- [Textauszug]:
- - -

Warum radikalisieren sich junge Menschen in der westlichen Hemisphäre? In Norbert Gstreins neuem Roman erinnert sich ein Lehrer an einen ehemaligen Schüler, der zum Bombenleger wurde - oder doch nicht?

Von Eberhard Falcke | 22.01.2014
    Wahrscheinlich wäre das der Albtraum eines jeden engagierten Lehrers: Dass er nach einer Bombendrohung im verschwommenen Bild des möglichen Täters ausgerechnet jenen Schüler wiederzuerkennen meint, auf dessen Bildungsweg er durch einen besonders intensiven Austausch prägenden Einfluss genommen hat.

- - -

- [Bereitgestelltes Material]:
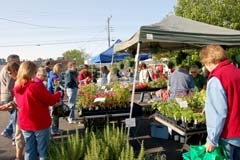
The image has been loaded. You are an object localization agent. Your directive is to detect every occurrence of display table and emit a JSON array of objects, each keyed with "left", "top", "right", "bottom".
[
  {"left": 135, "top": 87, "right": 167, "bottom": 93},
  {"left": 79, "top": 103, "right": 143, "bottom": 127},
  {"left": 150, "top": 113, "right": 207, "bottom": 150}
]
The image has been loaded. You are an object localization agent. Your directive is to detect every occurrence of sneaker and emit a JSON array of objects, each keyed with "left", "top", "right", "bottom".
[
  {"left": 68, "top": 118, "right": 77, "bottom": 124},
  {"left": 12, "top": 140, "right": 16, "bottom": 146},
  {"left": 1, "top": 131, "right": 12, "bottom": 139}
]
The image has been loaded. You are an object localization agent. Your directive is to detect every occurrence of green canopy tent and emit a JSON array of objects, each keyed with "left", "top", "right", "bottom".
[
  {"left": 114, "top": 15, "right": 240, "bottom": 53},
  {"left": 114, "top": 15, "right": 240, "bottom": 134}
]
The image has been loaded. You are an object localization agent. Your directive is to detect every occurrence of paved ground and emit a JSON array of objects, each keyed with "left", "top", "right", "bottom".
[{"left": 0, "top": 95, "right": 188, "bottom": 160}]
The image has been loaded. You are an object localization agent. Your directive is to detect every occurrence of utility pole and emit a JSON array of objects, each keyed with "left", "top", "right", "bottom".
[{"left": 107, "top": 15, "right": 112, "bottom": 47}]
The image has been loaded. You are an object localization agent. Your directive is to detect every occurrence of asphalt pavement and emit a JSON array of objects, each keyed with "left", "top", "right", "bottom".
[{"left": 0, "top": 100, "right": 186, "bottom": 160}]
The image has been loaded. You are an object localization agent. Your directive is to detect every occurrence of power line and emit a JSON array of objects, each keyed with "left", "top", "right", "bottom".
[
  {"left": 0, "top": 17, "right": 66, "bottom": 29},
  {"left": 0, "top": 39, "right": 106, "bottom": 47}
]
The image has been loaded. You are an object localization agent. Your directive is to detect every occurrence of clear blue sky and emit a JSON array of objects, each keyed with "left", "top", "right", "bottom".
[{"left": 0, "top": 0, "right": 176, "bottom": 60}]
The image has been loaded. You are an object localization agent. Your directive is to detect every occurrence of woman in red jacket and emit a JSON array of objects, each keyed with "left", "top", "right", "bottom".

- - -

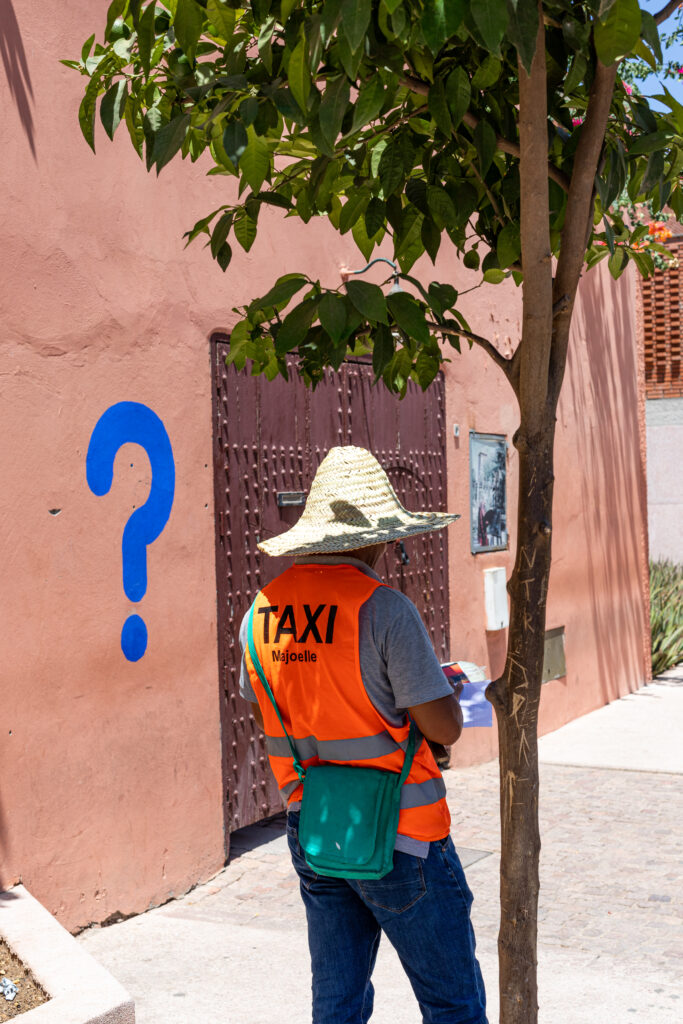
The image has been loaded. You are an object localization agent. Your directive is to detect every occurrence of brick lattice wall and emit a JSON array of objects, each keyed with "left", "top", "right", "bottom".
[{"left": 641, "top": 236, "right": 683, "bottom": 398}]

- - -

- [Arbeitsaufträge]:
1. Welche Adjektive, einschließlich adjektivisch gebrauchter Partizipien, stehen im Textauszug im Satz, der mit „Wahrscheinlich wäre das“ beginnt, direkt vor einem Substantiv?
2. Zitieren Sie wörtlich aus dem Textauszug: Beginnen Sie bei den Wörtern „Von Eberhard Falcke“ und hören Sie nach „Einfluss genommen hat.“ auf.

- [Lösungen]:
1. engagierten, verschwommenen, möglichen, intensiven, prägenden

2.
Von Eberhard Falcke | 22.01.2014
    Wahrscheinlich wäre das der Albtraum eines jeden engagierten Lehrers: Dass er nach einer Bombendrohung im verschwommenen Bild des möglichen Täters ausgerechnet jenen Schüler wiederzuerkennen meint, auf dessen Bildungsweg er durch einen besonders intensiven Austausch prägenden Einfluss genommen hat.